[begin DATA RECORDS]

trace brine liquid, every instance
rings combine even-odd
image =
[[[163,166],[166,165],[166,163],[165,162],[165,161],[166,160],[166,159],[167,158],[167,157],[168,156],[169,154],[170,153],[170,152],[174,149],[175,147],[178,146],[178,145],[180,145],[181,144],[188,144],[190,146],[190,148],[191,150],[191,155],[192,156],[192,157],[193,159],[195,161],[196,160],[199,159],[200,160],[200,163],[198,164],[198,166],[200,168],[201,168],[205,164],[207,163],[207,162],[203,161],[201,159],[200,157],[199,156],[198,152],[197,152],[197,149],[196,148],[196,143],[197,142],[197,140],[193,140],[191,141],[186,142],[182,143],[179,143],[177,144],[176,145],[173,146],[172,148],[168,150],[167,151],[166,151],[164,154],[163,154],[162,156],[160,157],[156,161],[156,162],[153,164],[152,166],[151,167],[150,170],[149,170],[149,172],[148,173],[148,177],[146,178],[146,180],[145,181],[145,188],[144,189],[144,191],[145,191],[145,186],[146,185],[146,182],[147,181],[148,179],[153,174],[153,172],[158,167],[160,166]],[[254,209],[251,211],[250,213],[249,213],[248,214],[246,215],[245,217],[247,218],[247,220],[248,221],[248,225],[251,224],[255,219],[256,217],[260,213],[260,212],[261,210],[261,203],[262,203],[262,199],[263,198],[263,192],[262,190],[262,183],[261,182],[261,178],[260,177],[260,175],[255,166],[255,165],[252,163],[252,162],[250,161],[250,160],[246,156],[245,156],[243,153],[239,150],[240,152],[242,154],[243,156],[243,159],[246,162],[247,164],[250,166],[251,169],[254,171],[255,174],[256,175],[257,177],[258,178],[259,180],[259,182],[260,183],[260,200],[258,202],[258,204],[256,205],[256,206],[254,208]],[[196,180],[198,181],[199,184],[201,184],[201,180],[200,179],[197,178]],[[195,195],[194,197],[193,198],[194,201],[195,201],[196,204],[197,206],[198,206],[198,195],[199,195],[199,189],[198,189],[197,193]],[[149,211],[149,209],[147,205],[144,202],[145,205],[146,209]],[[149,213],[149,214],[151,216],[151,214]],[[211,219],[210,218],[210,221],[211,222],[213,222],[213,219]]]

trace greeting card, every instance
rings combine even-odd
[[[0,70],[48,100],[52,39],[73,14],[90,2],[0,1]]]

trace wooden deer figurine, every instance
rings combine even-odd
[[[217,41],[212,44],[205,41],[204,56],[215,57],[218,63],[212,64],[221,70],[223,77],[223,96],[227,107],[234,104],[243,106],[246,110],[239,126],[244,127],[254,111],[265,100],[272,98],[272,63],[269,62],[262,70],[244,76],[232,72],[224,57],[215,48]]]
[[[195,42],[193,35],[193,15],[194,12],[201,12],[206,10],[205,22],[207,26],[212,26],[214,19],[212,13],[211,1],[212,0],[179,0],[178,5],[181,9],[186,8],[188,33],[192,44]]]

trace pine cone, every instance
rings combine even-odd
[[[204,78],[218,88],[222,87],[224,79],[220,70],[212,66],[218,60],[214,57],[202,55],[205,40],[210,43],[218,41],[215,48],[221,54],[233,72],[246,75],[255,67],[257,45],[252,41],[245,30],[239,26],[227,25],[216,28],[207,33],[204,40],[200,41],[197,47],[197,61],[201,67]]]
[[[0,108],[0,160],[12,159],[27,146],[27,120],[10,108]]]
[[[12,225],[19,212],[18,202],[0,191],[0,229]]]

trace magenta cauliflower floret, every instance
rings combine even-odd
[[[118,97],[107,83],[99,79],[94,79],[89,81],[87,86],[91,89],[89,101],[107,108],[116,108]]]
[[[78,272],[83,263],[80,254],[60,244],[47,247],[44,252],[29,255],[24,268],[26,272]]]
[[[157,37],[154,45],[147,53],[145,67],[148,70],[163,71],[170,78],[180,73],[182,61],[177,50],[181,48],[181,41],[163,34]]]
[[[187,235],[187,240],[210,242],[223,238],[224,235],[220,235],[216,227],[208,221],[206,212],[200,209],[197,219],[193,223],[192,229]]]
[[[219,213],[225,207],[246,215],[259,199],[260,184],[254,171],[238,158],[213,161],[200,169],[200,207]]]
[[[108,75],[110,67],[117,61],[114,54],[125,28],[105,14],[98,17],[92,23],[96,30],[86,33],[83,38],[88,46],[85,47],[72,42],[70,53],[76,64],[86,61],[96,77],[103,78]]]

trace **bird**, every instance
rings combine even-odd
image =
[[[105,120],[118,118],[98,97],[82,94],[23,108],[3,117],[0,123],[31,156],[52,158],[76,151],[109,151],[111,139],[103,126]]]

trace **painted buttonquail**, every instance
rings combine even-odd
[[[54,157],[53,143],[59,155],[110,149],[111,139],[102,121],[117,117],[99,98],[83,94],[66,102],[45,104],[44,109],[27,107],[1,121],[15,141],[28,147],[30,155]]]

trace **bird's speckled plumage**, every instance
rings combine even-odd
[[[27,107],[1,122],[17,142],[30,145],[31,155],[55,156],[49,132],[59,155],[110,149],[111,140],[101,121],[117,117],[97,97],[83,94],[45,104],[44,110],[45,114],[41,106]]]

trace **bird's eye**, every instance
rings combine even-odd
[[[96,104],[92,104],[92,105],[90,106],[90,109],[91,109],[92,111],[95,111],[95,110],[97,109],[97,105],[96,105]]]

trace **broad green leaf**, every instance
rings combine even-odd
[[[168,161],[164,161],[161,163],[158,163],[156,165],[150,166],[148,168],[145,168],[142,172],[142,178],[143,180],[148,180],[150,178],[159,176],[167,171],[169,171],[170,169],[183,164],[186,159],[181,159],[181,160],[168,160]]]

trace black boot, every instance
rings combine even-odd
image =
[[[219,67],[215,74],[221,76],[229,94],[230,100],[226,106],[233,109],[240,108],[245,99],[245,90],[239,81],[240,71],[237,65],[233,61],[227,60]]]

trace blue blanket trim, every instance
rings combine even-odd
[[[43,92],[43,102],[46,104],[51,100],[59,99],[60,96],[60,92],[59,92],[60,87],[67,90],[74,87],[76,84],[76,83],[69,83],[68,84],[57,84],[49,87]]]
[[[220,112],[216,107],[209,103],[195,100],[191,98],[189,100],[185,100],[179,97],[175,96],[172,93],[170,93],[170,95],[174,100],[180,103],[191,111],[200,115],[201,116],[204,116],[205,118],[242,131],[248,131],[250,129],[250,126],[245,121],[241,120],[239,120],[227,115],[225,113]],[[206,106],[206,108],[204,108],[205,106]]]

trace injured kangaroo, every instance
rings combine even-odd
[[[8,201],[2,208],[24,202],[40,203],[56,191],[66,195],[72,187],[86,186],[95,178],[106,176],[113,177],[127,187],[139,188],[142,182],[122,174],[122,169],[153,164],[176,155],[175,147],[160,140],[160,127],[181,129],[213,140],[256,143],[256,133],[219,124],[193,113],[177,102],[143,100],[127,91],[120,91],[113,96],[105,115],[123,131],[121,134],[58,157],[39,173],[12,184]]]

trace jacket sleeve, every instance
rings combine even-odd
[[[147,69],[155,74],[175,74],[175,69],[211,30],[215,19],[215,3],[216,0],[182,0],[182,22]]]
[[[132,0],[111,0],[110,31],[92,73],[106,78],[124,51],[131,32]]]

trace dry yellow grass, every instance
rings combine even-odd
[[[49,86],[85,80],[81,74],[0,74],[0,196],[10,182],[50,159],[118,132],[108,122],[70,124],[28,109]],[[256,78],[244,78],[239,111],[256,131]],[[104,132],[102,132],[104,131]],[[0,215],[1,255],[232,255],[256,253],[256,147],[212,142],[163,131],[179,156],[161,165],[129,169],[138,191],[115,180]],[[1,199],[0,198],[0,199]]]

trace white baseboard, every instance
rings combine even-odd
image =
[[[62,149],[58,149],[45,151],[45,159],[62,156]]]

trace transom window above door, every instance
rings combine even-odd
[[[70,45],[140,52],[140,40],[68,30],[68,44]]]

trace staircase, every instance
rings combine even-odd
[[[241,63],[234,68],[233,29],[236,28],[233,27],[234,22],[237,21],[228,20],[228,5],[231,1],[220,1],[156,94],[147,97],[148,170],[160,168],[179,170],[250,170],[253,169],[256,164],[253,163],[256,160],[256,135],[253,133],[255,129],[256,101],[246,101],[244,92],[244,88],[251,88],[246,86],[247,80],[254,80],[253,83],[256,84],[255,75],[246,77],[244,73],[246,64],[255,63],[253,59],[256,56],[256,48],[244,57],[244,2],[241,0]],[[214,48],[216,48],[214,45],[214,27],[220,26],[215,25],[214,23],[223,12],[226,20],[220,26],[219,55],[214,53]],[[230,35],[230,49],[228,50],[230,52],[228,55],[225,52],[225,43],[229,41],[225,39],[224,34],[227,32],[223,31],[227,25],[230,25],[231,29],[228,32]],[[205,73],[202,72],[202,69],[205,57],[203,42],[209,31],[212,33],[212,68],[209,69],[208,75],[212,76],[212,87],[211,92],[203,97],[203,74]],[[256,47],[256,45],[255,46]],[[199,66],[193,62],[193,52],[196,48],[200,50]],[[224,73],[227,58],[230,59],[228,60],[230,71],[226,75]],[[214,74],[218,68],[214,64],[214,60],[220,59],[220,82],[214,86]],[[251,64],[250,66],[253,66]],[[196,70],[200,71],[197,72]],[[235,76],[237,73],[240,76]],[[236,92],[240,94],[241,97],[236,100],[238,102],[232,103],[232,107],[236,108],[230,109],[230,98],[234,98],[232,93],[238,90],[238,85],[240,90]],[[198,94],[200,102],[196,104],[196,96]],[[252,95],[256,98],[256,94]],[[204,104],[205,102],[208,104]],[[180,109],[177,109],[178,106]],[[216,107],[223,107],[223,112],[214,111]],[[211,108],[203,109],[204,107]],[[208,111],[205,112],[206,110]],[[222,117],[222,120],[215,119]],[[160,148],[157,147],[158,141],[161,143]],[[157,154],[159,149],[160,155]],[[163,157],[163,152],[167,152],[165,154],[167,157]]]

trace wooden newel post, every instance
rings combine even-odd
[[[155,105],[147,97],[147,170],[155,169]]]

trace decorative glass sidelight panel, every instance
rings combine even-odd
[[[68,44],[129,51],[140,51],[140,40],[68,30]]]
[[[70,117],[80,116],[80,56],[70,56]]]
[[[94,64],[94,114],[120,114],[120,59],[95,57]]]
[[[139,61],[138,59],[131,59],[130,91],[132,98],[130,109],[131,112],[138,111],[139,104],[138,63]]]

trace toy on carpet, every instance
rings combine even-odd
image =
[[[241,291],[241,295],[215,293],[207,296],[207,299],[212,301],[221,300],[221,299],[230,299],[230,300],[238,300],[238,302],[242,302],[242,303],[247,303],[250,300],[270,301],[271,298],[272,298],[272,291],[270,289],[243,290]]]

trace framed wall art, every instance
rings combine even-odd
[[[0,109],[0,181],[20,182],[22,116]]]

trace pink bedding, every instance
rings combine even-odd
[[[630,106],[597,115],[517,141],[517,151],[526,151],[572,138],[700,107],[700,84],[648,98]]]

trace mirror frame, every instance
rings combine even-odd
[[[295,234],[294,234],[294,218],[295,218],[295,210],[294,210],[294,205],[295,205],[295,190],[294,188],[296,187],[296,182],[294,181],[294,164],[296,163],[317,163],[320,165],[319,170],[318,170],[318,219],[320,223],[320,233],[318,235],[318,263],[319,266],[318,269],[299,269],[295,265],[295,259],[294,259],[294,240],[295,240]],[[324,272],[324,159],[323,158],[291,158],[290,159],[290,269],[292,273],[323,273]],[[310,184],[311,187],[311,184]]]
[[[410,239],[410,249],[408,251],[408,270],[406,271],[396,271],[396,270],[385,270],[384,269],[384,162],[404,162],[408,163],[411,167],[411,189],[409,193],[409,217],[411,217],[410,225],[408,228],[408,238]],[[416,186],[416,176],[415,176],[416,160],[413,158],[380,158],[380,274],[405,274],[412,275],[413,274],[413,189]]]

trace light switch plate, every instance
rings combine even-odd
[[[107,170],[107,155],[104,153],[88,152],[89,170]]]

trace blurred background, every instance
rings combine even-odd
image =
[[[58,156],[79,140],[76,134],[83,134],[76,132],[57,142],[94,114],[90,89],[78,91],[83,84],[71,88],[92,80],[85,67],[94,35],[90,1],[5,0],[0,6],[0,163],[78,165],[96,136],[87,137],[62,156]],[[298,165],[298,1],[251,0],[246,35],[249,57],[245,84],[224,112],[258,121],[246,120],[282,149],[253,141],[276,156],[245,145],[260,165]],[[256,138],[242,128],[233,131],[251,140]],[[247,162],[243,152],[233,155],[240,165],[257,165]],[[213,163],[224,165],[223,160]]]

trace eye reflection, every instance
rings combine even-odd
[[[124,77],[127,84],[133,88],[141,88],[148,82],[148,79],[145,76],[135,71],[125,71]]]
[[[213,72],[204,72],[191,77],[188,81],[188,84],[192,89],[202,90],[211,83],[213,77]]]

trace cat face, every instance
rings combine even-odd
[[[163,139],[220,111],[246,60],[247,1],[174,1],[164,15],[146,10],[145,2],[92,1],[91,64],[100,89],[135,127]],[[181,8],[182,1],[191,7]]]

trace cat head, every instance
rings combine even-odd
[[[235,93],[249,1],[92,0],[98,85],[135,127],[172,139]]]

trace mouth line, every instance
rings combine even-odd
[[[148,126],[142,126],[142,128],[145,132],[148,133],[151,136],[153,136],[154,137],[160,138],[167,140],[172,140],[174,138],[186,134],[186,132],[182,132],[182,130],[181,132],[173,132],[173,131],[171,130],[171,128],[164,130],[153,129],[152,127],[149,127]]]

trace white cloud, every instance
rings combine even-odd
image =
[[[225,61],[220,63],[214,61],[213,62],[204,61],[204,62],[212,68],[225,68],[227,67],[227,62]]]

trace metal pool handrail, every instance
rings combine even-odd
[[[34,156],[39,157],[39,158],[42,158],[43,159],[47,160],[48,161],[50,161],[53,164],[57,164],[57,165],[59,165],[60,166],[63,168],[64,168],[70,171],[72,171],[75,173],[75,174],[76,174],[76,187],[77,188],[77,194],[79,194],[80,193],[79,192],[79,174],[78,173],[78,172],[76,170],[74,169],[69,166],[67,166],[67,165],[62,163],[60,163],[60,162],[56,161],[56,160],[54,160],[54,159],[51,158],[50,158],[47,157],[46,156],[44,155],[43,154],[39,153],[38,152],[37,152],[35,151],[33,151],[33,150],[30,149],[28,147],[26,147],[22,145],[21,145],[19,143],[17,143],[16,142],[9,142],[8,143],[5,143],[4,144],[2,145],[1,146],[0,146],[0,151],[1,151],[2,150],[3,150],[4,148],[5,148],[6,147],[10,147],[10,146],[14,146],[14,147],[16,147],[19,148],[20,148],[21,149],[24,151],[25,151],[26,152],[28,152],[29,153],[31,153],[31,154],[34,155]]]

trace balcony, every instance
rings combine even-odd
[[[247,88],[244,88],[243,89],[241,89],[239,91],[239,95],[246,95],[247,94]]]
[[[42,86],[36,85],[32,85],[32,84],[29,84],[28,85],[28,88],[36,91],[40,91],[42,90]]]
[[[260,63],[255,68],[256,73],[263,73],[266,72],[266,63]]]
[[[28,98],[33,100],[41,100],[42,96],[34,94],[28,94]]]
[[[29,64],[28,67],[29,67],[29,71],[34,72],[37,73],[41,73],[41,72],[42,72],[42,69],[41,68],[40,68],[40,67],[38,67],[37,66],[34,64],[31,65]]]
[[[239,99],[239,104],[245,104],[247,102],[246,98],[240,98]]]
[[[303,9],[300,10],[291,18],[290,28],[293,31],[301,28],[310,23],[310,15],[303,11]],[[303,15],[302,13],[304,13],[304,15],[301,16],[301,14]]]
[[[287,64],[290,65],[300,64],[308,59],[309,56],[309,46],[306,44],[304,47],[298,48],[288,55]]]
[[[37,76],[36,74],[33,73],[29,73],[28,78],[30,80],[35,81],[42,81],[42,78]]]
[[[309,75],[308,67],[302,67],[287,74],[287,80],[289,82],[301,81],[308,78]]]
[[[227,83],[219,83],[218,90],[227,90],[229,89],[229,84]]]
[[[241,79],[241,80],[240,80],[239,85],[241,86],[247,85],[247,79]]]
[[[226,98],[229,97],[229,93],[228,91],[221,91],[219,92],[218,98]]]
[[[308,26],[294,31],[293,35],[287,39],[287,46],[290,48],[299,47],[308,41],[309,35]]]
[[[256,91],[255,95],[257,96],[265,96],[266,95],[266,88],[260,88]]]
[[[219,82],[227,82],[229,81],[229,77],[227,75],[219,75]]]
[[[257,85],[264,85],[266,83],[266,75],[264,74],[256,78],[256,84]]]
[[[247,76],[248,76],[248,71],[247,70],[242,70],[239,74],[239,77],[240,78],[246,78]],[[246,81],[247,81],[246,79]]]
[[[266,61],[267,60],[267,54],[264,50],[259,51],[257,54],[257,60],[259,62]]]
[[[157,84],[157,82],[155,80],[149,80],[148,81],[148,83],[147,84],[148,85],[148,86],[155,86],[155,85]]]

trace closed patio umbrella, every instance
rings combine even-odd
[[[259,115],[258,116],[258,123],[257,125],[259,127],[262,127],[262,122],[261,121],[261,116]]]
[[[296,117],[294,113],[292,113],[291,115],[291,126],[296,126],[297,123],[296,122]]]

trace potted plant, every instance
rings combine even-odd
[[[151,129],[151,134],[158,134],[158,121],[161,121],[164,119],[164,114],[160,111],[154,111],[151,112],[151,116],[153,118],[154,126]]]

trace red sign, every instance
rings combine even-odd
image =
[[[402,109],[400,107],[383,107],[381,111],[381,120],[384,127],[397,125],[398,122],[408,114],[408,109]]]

[end DATA RECORDS]

**TASK REQUIREMENTS:**
From the listing above, copy out every line that contains the word "wooden", matching case exactly.

**COMPLETE RESPONSE:**
trace wooden deer figurine, every instance
trace wooden newel post, every instance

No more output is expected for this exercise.